> [Requirements]
Could you copy out every one of the records below word for word, without changing anything?

> [Records supplied]
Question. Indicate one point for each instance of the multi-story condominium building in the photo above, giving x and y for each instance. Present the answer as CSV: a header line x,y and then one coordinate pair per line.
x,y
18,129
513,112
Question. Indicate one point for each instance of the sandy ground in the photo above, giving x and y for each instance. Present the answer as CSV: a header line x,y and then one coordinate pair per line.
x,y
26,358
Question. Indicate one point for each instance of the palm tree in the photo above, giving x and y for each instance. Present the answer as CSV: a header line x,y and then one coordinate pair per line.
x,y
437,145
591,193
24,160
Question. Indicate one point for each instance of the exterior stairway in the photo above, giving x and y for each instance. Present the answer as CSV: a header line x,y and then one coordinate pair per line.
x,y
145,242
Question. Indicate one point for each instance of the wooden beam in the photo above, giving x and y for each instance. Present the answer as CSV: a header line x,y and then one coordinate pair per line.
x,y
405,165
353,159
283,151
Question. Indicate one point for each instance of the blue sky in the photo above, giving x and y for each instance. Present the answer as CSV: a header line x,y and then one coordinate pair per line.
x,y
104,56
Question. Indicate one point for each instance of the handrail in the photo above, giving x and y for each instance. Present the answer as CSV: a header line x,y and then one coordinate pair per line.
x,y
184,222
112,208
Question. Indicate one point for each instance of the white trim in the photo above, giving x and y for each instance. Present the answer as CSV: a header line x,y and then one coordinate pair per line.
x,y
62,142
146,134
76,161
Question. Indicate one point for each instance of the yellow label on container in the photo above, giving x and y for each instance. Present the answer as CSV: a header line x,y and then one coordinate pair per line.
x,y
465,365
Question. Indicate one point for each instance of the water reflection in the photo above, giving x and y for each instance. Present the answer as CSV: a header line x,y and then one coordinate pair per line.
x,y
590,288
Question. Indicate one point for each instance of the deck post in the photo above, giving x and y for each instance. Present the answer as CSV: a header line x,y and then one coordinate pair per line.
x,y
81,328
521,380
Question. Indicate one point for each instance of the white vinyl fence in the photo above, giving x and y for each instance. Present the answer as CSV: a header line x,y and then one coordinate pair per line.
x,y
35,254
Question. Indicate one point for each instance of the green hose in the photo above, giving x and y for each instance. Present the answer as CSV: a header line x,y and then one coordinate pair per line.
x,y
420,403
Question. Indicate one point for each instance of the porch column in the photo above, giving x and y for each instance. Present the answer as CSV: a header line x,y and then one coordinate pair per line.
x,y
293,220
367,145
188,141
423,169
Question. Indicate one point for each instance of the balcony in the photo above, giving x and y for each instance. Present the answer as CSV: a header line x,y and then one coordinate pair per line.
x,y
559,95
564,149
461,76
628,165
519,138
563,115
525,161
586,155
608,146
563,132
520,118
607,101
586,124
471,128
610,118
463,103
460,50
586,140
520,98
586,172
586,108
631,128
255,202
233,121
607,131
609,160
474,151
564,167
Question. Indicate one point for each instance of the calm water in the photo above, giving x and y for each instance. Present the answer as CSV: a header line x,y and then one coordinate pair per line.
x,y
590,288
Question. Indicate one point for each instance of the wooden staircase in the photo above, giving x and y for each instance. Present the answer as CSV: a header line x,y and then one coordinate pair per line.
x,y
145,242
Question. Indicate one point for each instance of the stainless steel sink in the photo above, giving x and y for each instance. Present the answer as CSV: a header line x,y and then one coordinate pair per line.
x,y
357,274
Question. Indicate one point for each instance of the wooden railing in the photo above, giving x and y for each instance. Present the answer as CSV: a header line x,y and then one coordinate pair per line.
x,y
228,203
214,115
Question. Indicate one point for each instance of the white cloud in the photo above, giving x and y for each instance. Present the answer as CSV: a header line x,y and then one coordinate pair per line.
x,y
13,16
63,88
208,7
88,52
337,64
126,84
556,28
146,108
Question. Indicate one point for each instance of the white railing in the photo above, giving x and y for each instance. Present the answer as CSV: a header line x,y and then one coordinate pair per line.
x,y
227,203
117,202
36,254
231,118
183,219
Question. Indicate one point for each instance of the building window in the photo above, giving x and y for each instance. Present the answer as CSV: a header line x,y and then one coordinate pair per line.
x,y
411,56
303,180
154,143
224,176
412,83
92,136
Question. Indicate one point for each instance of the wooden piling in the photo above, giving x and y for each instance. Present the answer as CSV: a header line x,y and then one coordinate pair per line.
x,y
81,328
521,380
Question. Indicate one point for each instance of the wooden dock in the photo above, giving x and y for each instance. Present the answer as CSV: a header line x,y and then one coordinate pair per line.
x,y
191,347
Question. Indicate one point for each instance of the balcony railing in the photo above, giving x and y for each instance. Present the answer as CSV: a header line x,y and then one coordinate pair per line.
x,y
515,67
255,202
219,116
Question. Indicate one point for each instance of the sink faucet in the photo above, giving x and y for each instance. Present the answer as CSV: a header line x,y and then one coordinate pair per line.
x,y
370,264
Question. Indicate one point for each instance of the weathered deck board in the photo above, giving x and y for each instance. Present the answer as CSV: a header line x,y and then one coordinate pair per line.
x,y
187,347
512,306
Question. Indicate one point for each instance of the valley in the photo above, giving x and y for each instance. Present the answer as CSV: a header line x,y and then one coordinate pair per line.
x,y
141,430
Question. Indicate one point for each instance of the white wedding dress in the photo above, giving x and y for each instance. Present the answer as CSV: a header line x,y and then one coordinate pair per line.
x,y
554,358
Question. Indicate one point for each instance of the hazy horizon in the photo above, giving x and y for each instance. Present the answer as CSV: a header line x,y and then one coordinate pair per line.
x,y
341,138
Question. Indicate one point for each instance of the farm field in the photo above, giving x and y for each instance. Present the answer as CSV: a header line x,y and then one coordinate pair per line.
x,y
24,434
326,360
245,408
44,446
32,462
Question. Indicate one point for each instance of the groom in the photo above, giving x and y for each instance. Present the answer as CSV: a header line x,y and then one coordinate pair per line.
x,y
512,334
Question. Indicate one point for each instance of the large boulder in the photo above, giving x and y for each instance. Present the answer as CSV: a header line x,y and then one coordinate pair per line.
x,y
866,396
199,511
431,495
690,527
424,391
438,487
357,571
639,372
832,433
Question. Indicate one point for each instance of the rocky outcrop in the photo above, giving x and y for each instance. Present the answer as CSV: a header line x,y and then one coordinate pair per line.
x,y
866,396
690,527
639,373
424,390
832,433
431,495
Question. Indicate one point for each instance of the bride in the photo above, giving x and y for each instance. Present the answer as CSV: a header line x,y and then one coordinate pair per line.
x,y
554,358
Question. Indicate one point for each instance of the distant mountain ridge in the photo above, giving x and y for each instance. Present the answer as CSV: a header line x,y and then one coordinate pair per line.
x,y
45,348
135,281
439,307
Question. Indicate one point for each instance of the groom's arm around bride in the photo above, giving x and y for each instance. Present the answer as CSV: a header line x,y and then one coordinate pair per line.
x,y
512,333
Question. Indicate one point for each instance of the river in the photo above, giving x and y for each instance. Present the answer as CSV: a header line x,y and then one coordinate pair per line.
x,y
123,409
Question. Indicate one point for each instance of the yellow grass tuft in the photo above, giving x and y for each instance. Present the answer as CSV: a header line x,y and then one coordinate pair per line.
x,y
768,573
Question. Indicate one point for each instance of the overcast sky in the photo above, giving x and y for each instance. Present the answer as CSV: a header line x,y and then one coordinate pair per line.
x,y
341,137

> [Task response]
Question. Indicate one point for each instance of the multi-story condominium building in the photo above, giving x and y for each instance. Present the answer as CSV: a header line x,y and then one coordinate pair per line.
x,y
18,129
513,112
Question. Indicate one point for each instance of the sandy ground in the photo above, giving x and y for each instance. Present the answer as CSV: a header line x,y and then one coordinate pair per line.
x,y
26,358
Question. Indicate one point for each instance of the palm tree in the photo above, giving x and y for each instance. Present the answer as CSV: a header line x,y and then one coordinate pair per line.
x,y
437,145
591,193
24,160
Question. Indicate one point for each instance of the exterior stairway in the photo above, giving x and y for each instance. Present the answer as CSV: a header line x,y and then one coordinate pair per line.
x,y
145,242
Question. Indicate one point for each instance of the wooden beam in the photo above, giving x and y for each instance. Present the answer as CSV: a header line x,y and then one coordinate pair per line.
x,y
405,165
353,159
283,151
Question. Indicate one point for each instance of the blue sky in the photo above, giving x and y for each instance. Present the answer as CSV: a header line x,y and then one coordinate pair per line.
x,y
104,56
Question. Indicate one point for each instance of the handrail in the photo above, giving x and y for each instance. Present the answer as CSV: a header line x,y and then one coordinate pair per line.
x,y
184,222
112,208
Question. Indicate one point for each instance of the white trim in the photo above, giving x and y for each instance. Present the answer as CSV: a header line x,y and then one coordinate pair per line.
x,y
62,142
146,134
76,161
Question. Indicate one point for each instance of the yellow label on container in the photo above, giving x and y for each instance. Present the answer as CSV: a header line x,y and then one coordinate pair per line.
x,y
465,365
Question. Indicate one point for each instance of the water reflection in the photo above, giving x and y for each instance. Present the answer as CSV: a header line x,y and then one coordinate pair per line.
x,y
590,288
Question. Indicate one point for each instance of the deck post in the photo above, giving x and y for each instance. Present the answer as CSV: a header line x,y and then one coordinate pair per line.
x,y
81,328
521,380
Question. Indicate one point for each instance of the white vinyl fence in the photo above, giving x and y for each instance. Present the answer as CSV: a header line x,y and then one coordinate pair per line.
x,y
35,254
Question. Indicate one point for each instance of the green hose in the photo above, giving x and y for each instance. Present the answer as CSV: a header line x,y and then one coordinate pair per line.
x,y
420,403
Question. Indicate one point for each instance of the porch column in the photo above, giving x and y for each instance. Present the answer as CSV: a header line x,y and then one coordinate pair per line.
x,y
293,220
367,145
188,141
423,169
Question. Indicate one point for each instance of the balcony in the photo above, giving x and y for each instance. Present the answer as CSV: a header line x,y and then one coordinate pair per line.
x,y
559,95
564,149
461,76
628,165
519,138
563,115
525,161
586,155
608,146
563,132
520,118
607,101
586,124
471,128
610,118
463,103
460,50
586,140
520,98
586,172
586,108
631,128
255,202
233,121
607,131
609,160
474,151
564,167
Question. Indicate one point for each instance of the calm water in the photo above, giving x and y for each instance. Present the answer as CSV: a header line x,y and then one coordinate pair per line.
x,y
590,288
Question. Indicate one point for each instance of the wooden staircase in the photo above, giving x and y for each instance. Present the answer as CSV: a header line x,y and then one coordinate pair per line.
x,y
145,242
Question. Indicate one point for each instance of the stainless steel sink in the photo above, giving x and y for each instance. Present the answer as CSV: a header line x,y and then one coordinate pair per line.
x,y
357,274
Question. Indicate one point for each instance of the wooden railing in the photo above, giving x and y for each instance. Present the answer as CSV: a header line x,y and then one coordinate pair per line.
x,y
228,203
214,115
Question. Indicate one point for each instance of the white cloud in the photo above, giving x and y for each instance. Present the answer as CSV: a header line x,y and then one coordinate pair per line.
x,y
13,16
63,88
208,7
88,52
337,64
126,84
556,28
146,108
Question. Indicate one point for each instance of the white railing in the photo above, giving x and y for each instance. Present the answer as CSV: a header line x,y and then one coordinate pair per line.
x,y
227,203
117,202
36,254
231,118
183,219
Question. Indicate one point for each instance of the building window in the photo above, giving x and y for each instance. Present the answer as CSV: a header line x,y and then one coordinate pair per line.
x,y
411,56
303,180
154,143
224,176
412,83
92,136
Question. Indicate one point for each instance of the wooden piling in the photo above, giving x and y for each instance. Present the answer as CSV: a header line x,y and then one coordinate pair per line.
x,y
81,328
521,380
Question. Indicate one point for each instance of the wooden dock in the photo above, giving x and y for each instance. Present the answer as CSV: a header line x,y and then one coordinate pair per line.
x,y
191,347
Question. Indicate one point for each instance of the balcony railing in the photo above, giving x and y for each instance. Present the answer as CSV: a header line x,y and then one coordinate pair per line.
x,y
515,67
255,202
219,116
Question. Indicate one point for each instance of the sink faucet in the photo above, giving x and y for each instance. Present the answer as CSV: a header line x,y and then one coordinate pair per line.
x,y
370,264
Question. Indicate one point for each instance of the weathered deck board in the photo above, giving x and y for each instance. Present the answer as CSV: a header line x,y and then one coordinate pair per line.
x,y
187,347
512,306
Question. Indicate one point for each instance of the valley in the photo above, giving x and y for each instance. Present the answer as CSV: a header line x,y and then one coordinate pair per line.
x,y
141,430
Question. Indicate one point for each instance of the white wedding dress in the photo above, giving x and y for each instance. Present the answer as CSV: a header line x,y and then one coordinate pair per line.
x,y
554,358
Question. Indicate one point for each instance of the hazy horizon in the photo above, giving x and y for each instance. Present the answer as CSV: a header line x,y and then one coordinate pair per line.
x,y
341,138
Question. Indicate one point for each instance of the farm field in the photo above, giving x and y for each instance. Present the answer as CSV: a header line x,y and then one coordinate pair per line.
x,y
24,434
326,360
245,408
44,446
32,462
Question. Indicate one point for each instance of the groom in the photo above, giving x and y for each instance. Present the answer as CSV: a header line x,y and then one coordinate pair per line.
x,y
512,334
Question. Indicate one point for each instance of the large boulder in the photo above, giving x and y for each instance. Present the answer as CSV: a header line x,y and then one coordinate pair per line.
x,y
866,396
199,511
431,495
690,527
424,391
438,487
357,571
639,372
832,433
Question. Indicate one point for each instance of the rocky outcrop in the photo above, giving x and y for each instance. Present the answer as CSV: a header line x,y and then one coordinate pair per line.
x,y
866,396
690,527
639,373
424,390
832,433
431,495
Question. Indicate one point for each instance of the bride in the photo above, giving x and y for each instance. Present the answer as CSV: a header line x,y and then one coordinate pair per line.
x,y
554,358
Question. Indicate one point for each instance of the distant mountain ridge in the photo above, giving x and y for each instance. Present the answer as CSV: a header line x,y and then one coordinate pair per line.
x,y
45,348
135,281
439,307
Question. Indicate one point for each instance of the groom's arm around bride in the photo above, giving x and y for each instance. Present the answer as CSV: a header line x,y and then one coordinate pair per line.
x,y
512,333
Question. Indicate one point for each instance of the river in the photo above, giving x and y for each instance. Present the answer as CSV: a header line x,y and then one coordinate pair per line.
x,y
123,409
Question. Indicate one point for each instance of the yellow grass tuft in the photo above, giving x and y for each instance. Present the answer as CSV: a header line x,y and then one coordinate pair per line.
x,y
768,573
Question. Indicate one point for each instance of the overcast sky in the photo above, giving x and y for each instance. Present the answer as CSV: a header line x,y and then one coordinate pair per line.
x,y
341,137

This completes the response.